■ TAREFA PROPOSTA ■
Pode reproduzir o trecho do texto sobre as reduções e bandeiras que vai de “Os índios, que” até “escravos para negociarem.”, trocando “nômades” por “itinerantes”?

Reduções e
Bandeiras
Brasil –
século XVII
Em março de 1549, chegaram ao Brasil os primeiros padres jesuítas que de
depararam com enormes dificuldades em iniciarem o processo de catequização
indígena em massa.
Não tardou muito a perceberem o interesse dos portugueses em escravizar os índios, e o
modo de melhor os defenderem foi migrarem as missões para cidades interioranas.
Além de ensinar a doutrina católica, os jesuítas iniciaram o trabalho de
orientação agrícola para que vivessem independentes e afastados dos
colonizadores portugueses.
Os índios, que viviam como nômades percorrendo grandes
distâncias em busca do melhor lugar para ficarem, passaram a sedentários com o
cultivo da terra, já que conseguiam alimentar tribos inteiras com o trabalho
agrícola.
Entretanto, graças a isso, os colonizadores descobriam e
mandavam prender e torturar grandes aldeias, que se chamaram às missões de “reduções”,
na intenção de obterem mais escravos para negociarem.
A esses ataques de rapina humana passou a chamar-se
“bandeiras”.
Na época em que Portugal e Espanha estavam governados por um
mesmo rei, foi publicada a partir de 1607 uma série de decretos que protegiam
as missões, dando-lhes total autonomia desde que houvesse ali um representante
da Coroa. Ao mesmo tempo se proibiu o acesso de mestiços e negros, e se deram
salvaguardas para os índios reduzidos a fim de que não pudessem ser capturados
pelos encomenderos, os caçadores de escravos. O resultado dessas
novas medidas foi que grande número de indígenas buscou proteção dentro das
reduções, num período em que crescia aceleradamente a demanda por escravos, e
os ataques ilegais aos aldeamentos também se multiplicavam. Calcula-se que
somente na década de 1630 tenham sido mortos ou aprisionados cerca de 30 mil
nativos na região do Paraguai. Em todas as
reduções foram aldeados muitos indígenas, atingindo 10.000 almas a de São
Cristóvão e em outras a 8 e 7 mil.

■ DADOS FORNECIDOS ■
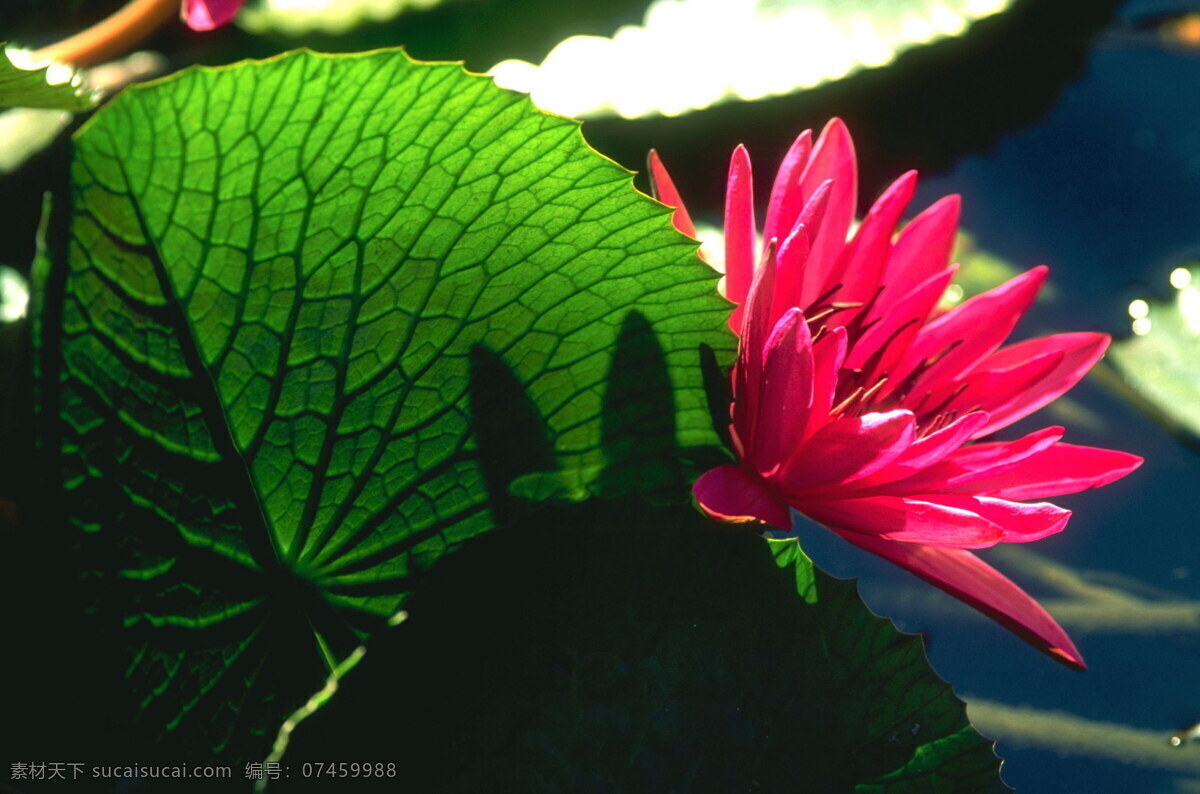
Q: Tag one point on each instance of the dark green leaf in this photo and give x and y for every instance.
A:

■ SOLUÇÃO ESCRITA ■
Os índios, que viviam como itinerantes percorrendo grandes
distâncias em busca do melhor lugar para ficarem, passaram a sedentários com o
cultivo da terra, já que conseguiam alimentar tribos inteiras com o trabalho
agrícola.
Entretanto, graças a isso, os colonizadores descobriam e
mandavam prender e torturar grandes aldeias, que se chamaram às missões de “reduções”,
na intenção de obterem mais escravos para negociarem.